[Natural language region descriptions]
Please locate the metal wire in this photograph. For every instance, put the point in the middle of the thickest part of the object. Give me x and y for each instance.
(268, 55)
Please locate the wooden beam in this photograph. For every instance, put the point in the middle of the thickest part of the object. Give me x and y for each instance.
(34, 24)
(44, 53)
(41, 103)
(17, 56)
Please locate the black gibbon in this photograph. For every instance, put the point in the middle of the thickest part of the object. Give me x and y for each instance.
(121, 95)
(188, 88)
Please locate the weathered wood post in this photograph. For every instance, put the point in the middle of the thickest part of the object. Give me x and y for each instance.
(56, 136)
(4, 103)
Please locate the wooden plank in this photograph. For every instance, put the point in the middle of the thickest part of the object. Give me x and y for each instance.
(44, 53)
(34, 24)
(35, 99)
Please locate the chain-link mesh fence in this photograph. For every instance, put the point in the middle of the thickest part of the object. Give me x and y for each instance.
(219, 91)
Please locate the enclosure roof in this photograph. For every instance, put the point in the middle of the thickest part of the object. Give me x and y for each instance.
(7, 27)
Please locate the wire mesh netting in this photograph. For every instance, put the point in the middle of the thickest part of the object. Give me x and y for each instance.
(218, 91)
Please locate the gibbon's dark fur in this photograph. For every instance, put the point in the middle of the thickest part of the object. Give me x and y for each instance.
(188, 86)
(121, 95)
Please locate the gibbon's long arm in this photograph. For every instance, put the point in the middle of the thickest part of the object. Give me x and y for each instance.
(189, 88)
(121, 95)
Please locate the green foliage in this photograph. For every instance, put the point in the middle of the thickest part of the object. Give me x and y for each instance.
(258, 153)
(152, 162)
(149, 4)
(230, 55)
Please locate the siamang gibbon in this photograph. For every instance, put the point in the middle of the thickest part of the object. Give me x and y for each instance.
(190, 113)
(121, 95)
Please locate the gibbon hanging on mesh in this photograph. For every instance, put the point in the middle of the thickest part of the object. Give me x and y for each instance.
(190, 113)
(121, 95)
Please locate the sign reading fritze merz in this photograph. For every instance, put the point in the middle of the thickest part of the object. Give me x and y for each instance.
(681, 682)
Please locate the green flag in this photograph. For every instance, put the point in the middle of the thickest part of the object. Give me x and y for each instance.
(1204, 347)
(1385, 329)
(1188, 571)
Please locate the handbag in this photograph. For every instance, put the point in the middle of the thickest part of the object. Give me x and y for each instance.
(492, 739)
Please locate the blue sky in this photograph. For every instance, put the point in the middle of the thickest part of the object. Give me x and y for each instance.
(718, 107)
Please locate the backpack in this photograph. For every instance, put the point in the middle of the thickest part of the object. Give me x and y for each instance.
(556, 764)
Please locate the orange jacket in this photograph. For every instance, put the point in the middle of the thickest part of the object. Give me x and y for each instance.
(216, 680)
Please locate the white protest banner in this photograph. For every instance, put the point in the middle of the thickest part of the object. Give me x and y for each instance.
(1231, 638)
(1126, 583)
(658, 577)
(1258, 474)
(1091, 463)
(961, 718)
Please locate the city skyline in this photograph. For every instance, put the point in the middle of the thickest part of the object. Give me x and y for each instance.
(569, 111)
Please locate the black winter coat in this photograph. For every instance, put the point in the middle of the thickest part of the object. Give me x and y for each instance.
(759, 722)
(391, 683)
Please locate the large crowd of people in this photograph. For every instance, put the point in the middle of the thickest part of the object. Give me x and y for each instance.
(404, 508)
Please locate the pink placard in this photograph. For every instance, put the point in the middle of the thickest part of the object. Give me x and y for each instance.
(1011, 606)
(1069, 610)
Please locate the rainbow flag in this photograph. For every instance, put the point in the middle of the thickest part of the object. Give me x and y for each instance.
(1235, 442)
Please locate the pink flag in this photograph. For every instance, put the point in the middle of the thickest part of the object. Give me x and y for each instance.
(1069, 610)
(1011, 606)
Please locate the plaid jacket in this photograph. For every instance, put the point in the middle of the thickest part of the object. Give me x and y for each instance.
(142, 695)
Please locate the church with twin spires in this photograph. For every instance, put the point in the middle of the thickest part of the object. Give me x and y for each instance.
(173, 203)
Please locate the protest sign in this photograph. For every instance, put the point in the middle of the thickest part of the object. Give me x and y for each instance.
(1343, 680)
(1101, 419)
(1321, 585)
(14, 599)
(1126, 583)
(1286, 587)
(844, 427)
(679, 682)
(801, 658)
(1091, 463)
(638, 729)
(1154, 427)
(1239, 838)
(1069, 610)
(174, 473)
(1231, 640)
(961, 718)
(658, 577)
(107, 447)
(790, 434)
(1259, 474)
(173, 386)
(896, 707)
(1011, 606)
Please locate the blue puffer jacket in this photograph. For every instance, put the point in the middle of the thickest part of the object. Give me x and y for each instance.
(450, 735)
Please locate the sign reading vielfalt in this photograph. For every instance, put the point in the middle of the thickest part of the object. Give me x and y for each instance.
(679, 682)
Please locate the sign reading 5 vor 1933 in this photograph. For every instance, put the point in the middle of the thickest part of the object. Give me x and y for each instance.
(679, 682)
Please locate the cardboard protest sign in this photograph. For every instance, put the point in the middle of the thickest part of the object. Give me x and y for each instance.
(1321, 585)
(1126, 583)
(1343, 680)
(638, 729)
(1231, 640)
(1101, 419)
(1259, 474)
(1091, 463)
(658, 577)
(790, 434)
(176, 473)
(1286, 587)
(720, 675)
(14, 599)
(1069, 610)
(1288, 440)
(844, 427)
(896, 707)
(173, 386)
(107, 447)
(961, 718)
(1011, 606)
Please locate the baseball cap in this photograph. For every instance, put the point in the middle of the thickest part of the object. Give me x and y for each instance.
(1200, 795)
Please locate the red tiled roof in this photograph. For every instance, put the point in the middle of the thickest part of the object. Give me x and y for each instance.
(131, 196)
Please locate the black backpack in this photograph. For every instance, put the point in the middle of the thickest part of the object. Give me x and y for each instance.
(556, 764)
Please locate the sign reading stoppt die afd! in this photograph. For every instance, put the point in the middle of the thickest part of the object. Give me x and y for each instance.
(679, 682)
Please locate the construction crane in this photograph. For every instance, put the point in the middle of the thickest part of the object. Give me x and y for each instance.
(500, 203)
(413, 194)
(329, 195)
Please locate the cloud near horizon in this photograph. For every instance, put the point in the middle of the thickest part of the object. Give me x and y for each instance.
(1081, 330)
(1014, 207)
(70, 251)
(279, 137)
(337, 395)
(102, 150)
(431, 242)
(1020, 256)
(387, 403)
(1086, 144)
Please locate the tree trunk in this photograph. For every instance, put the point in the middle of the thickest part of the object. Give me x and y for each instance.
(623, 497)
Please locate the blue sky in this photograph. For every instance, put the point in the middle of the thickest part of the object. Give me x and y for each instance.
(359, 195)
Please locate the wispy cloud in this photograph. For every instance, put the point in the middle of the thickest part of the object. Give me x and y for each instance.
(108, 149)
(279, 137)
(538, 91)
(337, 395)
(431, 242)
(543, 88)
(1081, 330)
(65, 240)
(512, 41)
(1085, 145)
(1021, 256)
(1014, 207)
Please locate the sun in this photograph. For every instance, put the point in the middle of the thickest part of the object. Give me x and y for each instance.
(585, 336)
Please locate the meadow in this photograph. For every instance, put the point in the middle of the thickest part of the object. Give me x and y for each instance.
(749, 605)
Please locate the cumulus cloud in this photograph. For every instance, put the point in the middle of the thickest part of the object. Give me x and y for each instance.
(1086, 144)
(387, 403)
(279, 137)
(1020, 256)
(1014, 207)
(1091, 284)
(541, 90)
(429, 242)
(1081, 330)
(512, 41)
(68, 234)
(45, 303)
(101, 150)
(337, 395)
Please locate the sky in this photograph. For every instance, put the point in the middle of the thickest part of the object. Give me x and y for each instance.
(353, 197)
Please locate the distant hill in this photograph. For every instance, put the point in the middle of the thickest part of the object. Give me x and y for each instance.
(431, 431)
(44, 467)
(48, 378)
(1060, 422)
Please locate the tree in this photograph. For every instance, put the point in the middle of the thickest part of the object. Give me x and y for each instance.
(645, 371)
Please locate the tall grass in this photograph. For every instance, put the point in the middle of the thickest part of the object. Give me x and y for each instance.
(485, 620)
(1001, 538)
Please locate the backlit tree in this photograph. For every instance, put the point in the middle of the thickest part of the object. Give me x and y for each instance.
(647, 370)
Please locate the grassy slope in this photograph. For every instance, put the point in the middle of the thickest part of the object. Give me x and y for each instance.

Exercise description: Starting at the line that contains "Please locate the tree in", copy each line through the last one in the records, exactly, and output nothing else.

Task output:
Please locate the tree in this photograph. For every instance, put the point in the middle of the thickest part of the object. Give me x and y for each instance.
(645, 371)
Please locate the tall grass in this photograph. For every instance, put the point in the middle of the thickest part of the object. Give me x and y for each instance.
(485, 620)
(1001, 538)
Please locate the backlit tree in this photograph. For every instance, put the point in the middle of the thickest part of the object. Give me x and y for each instance.
(647, 370)
Please locate the grassy slope in this photograph. For every instance, put the point in the middle of the thickest part of the object. Give me x and y for each instance.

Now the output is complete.